Find "Each instance of the overcast" in the material, then return exactly the line containing it and all lines after it to the end, leaving out pictures.

— BEGIN DATA ENTRIES —

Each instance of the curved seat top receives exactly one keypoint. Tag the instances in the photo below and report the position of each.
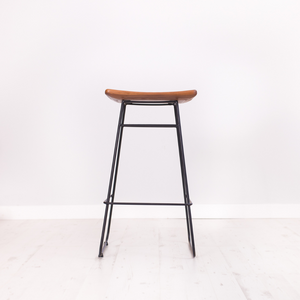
(181, 97)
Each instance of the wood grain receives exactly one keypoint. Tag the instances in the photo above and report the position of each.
(181, 96)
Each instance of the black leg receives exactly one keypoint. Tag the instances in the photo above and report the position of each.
(112, 181)
(184, 180)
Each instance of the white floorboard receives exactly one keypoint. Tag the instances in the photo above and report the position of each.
(247, 259)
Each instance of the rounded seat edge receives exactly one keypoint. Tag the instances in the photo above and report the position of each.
(180, 96)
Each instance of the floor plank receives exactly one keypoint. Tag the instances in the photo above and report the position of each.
(236, 259)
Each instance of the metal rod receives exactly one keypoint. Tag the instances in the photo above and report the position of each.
(184, 180)
(115, 173)
(149, 125)
(122, 110)
(148, 203)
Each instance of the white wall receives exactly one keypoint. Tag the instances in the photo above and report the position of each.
(57, 128)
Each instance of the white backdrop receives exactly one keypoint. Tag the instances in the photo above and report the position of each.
(57, 128)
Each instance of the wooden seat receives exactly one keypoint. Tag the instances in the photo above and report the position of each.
(181, 97)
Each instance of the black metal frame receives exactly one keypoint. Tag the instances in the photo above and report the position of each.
(109, 202)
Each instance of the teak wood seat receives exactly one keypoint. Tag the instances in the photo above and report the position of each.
(181, 97)
(127, 98)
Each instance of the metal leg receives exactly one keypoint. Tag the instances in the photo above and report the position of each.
(184, 180)
(113, 180)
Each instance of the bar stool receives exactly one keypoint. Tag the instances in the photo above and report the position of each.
(154, 99)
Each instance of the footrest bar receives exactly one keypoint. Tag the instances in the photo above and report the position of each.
(149, 125)
(146, 203)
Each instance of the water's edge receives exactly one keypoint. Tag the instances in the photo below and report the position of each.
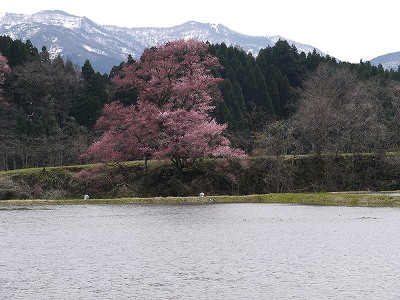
(382, 199)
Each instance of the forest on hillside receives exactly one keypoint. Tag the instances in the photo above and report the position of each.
(278, 103)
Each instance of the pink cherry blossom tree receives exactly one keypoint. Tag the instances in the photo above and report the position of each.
(172, 116)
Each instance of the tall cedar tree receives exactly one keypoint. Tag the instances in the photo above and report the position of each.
(175, 89)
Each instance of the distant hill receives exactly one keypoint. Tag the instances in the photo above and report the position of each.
(388, 61)
(79, 38)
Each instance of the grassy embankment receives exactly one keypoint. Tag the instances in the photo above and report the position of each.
(329, 199)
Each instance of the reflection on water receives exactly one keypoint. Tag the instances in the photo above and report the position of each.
(209, 251)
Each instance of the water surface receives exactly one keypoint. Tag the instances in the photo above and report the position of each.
(207, 251)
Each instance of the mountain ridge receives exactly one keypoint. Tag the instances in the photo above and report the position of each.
(79, 38)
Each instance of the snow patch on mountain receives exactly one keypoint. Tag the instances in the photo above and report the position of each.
(79, 38)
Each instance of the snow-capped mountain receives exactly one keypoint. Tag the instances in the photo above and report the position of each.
(388, 61)
(79, 38)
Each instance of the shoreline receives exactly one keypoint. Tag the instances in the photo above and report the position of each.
(362, 199)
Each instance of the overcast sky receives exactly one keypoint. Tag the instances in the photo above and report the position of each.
(349, 30)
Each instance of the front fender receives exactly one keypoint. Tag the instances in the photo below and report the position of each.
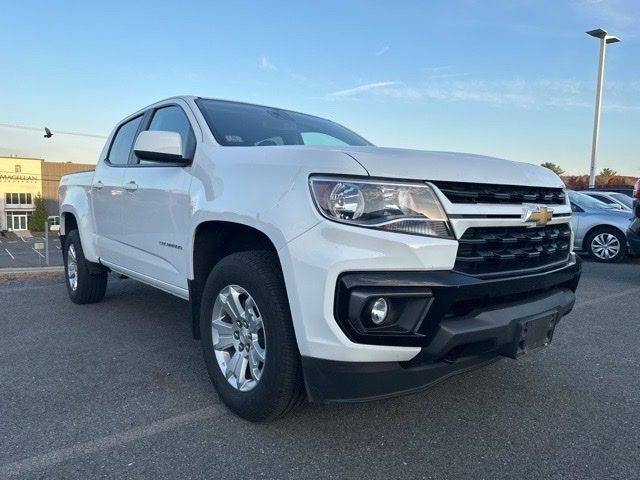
(75, 201)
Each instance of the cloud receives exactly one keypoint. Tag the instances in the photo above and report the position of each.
(382, 51)
(265, 64)
(516, 92)
(368, 87)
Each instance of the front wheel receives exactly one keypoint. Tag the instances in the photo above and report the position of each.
(607, 245)
(83, 285)
(247, 335)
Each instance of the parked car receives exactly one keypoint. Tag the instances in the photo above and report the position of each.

— END DATA ENTRIES —

**REPLY TO THE TASK:**
Each instance of the overcast sky receives exactly one keypoint. Tag the instances in the photo above and report the position of each.
(349, 30)
Each instance of the front fender receives exactly one keypoint. Tag the instances in the photo below and report the position of each.
(75, 201)
Each instance of the cloud receives exactly one keypoint. Tag the instances in the photo above and report the position of each.
(382, 51)
(265, 64)
(516, 92)
(368, 87)
Each instance of the front wheel receives exactly one keypoint. Tag the instances in the photo above and report the position of each.
(607, 245)
(83, 285)
(247, 335)
Each instance of the parked car receives exactly one keypoint. Tag the instances in the photo above and report the position of each.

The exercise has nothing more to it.